■ **REQUIREMENT**
Render every line from the one containing "the bus wheel." to the end of the entries, both ends included, as a JSON list of strings with one string per line and blank lines omitted.

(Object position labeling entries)

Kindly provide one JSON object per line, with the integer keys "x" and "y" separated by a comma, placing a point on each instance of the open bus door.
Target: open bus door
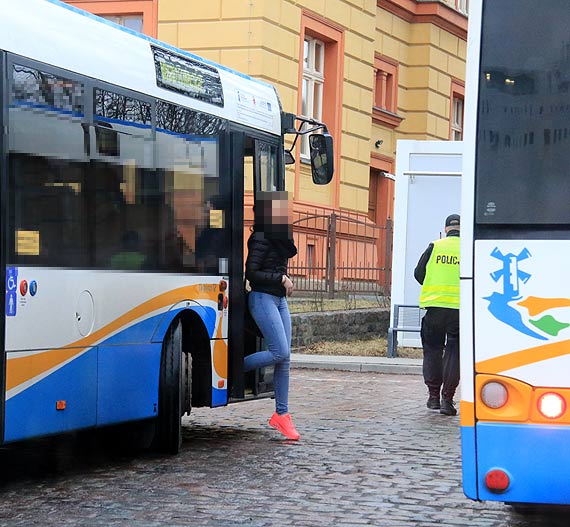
{"x": 3, "y": 237}
{"x": 254, "y": 162}
{"x": 258, "y": 161}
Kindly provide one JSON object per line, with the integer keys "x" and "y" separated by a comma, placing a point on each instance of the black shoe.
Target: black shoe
{"x": 433, "y": 402}
{"x": 447, "y": 407}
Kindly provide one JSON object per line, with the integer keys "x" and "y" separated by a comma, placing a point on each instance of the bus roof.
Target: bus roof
{"x": 64, "y": 36}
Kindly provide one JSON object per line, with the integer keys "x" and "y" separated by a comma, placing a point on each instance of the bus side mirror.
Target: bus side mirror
{"x": 322, "y": 158}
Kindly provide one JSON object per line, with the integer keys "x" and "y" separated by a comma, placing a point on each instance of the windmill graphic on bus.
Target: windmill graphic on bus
{"x": 501, "y": 303}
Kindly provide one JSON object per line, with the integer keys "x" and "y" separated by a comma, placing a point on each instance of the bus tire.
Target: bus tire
{"x": 168, "y": 437}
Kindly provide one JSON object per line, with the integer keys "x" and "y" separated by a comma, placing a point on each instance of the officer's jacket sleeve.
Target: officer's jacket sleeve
{"x": 420, "y": 270}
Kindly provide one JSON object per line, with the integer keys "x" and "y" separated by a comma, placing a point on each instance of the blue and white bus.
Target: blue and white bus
{"x": 122, "y": 164}
{"x": 515, "y": 278}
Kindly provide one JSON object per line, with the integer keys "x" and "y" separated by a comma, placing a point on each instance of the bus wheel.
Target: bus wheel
{"x": 168, "y": 438}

■ **RESULT FOR THIS TASK**
[
  "Kindly provide one JSON object per line, with the integer keys \"x\" and \"y\" separated by a comma, placing a point on each instance of the bus wheel.",
  "Target: bus wheel",
  "{\"x\": 168, \"y\": 438}"
]